◆ PAGE EXTRACT:
################

Two Michigan moments, in particular, still resonate for Crowley. The first was being asked by Sparling to dance in Graham’s 1940s masterwork El Penitente. Crowley, thrilled to dance any part in the piece, asked who was playing the penitent. “Well, you are,” said Sparling.

“Peter had danced the role himself,” said Crowley. “It was such a huge honor to be able to take it on and do it justice, knowing its history and importance. To this day that is probably one of the top highlights of my entire career.”

Crowley cites the experience of dancing in DeYoung’s and Sandra Torijano-DeYoung’s setting of the great oratorio Carmina Burana by Carl Orff, performed at the Power Center, as his other favorite U-M memory.

“The piece had this wonderful solo role for me as a depraved abbot, and I had to challenge myself physically, but also hone my acting chops,” said Crowley. “Bill invited me to perform the piece again two years later, with Eisenhower Dance in Detroit, and I was honored that he thought enough of my performance to ask me back.”

################

Text-to-region grounding data:
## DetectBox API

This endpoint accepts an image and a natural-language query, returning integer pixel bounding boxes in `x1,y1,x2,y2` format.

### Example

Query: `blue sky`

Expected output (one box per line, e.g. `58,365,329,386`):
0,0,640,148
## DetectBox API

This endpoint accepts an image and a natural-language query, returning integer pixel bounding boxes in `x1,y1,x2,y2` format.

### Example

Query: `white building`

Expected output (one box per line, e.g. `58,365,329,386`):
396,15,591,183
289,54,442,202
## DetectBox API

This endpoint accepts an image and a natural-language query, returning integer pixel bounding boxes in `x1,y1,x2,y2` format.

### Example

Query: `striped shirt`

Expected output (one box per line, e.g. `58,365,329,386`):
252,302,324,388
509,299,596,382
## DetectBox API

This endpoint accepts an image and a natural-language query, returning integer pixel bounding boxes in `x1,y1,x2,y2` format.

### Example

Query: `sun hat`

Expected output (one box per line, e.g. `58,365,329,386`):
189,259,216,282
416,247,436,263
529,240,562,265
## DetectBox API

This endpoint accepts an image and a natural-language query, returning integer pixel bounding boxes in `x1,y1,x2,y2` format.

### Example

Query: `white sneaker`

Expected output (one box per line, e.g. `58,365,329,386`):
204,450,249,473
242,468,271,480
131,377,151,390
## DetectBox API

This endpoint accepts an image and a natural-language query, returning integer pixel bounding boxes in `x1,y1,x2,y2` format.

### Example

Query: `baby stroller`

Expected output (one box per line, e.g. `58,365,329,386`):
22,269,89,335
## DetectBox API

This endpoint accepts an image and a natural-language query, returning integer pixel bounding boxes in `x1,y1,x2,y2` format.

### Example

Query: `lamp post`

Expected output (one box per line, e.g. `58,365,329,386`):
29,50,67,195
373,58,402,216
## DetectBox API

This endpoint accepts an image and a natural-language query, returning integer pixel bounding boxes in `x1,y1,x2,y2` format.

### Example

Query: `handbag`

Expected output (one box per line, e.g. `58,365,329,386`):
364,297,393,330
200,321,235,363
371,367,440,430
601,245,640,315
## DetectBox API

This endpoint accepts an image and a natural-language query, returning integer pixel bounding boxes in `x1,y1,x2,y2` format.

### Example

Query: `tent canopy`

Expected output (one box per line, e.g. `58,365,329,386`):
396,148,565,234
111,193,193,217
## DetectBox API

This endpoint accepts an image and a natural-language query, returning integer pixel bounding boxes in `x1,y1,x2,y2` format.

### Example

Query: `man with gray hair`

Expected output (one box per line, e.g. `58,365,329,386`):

################

◆ REQUIRED TASKS:
1. List every person the dance reminiscence identifies by surname.
2. According to the dance reminiscence, why did Crowley consider taking on the role of the penitent such a huge honor?
3. From the dance reminiscence, extract the passage starting with "Crowley cites the" and going on through "favorite U-M memory.".

◆ RESPONSES PER TASK:
1. Crowley, Sparling, Graham, DeYoung, Torijano-DeYoung, Orff

2. Peter had danced the role himself, and Crowley knew the piece's history and importance. He felt honored to take it on and do it justice.

3.
Crowley cites the experience of dancing in DeYoung’s and Sandra Torijano-DeYoung’s setting of the great oratorio Carmina Burana by Carl Orff, performed at the Power Center, as his other favorite U-M memory.